Can you rescale the part of the records that opens at the start and closes with the line containing "[[253, 370]]", copying every line in it again with the requests unchanged and each coordinate in the answers multiplied by 0.85 and rounded to a whole number, halves up?

● Stored rows:

>>>

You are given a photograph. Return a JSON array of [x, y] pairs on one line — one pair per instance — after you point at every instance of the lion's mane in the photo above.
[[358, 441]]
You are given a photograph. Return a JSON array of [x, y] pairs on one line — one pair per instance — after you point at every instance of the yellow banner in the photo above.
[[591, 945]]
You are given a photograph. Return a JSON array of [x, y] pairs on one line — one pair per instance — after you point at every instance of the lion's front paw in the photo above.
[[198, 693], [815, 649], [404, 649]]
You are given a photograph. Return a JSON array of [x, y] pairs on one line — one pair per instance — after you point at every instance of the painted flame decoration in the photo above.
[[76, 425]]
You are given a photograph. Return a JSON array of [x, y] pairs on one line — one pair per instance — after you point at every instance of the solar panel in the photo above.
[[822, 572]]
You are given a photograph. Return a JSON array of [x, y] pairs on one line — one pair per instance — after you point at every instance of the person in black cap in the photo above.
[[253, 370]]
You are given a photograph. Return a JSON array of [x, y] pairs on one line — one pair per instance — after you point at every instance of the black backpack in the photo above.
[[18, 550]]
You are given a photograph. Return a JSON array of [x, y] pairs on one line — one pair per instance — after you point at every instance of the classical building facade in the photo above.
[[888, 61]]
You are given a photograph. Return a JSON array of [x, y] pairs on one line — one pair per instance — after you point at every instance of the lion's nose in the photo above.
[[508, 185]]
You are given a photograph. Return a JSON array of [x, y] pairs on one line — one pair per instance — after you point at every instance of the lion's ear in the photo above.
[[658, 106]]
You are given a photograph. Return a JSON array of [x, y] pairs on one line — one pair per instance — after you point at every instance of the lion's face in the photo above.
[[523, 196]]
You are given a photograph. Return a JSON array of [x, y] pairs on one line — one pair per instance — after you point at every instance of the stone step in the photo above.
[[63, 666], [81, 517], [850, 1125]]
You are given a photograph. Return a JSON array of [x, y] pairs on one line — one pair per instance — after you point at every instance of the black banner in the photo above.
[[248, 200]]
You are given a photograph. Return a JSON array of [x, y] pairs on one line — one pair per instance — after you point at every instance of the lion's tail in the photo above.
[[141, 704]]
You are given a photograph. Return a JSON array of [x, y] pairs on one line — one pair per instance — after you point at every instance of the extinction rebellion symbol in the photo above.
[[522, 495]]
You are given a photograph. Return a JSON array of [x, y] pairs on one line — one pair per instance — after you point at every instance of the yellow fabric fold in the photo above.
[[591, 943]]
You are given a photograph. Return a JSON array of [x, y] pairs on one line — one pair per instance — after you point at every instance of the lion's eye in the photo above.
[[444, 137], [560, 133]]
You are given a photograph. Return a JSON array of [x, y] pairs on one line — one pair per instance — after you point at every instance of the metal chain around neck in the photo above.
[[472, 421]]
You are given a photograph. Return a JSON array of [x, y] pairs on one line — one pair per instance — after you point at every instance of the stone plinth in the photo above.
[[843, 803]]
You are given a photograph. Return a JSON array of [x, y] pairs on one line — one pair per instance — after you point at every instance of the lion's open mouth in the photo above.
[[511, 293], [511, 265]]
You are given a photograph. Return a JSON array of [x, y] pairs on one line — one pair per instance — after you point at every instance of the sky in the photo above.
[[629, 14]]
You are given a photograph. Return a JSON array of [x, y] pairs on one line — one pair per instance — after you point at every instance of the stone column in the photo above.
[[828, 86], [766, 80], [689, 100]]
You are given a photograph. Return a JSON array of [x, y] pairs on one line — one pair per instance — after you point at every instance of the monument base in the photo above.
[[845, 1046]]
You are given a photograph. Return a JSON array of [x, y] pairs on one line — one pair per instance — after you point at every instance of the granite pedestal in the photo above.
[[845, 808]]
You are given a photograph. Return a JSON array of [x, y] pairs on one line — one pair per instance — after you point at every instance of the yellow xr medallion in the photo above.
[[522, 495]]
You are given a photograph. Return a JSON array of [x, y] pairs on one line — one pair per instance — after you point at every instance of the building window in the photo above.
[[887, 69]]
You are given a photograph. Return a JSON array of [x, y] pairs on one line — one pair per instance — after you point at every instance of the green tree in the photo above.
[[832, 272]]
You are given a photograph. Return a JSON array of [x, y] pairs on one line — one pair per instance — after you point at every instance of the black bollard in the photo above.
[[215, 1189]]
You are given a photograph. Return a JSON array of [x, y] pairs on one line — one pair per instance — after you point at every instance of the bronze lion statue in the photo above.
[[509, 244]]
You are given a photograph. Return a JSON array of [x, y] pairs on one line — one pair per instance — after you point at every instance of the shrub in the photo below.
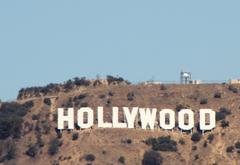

<<<

● Full response:
You are given a photograph. Return a JSON array of [x, y] pairs on one line — one pair per instance — after you point at every instance of the lion's mane in the photo above.
[[304, 375]]
You are given a photograph. Return a JSON array of [x, y] pairs on one line — one pair per instance — after you point at every instance of the yellow banner in the photo above.
[[502, 803]]
You are given a photograph. Return a JSON array of [x, y] pairs on one line — one pair per instance — after you point at every instance of the lion's front paw in the photo above.
[[168, 589], [693, 552], [343, 552]]
You are given a photograph. Return a JSON array of [x, y] pairs on one line — one pair per instance — after you point at every instance of the painted flame decoration in the photo above.
[[65, 361]]
You are given a photograph. Return a JSON array of [x, y] pairs on one line — one pair per instance — after you point at every instance of the solar panel in the photo above.
[[699, 486]]
You are given a photograph. Return a JSON array of [x, y] pairs on one line — one pair per instance — after you point at every instance of the person in black cap in the photo above.
[[215, 315]]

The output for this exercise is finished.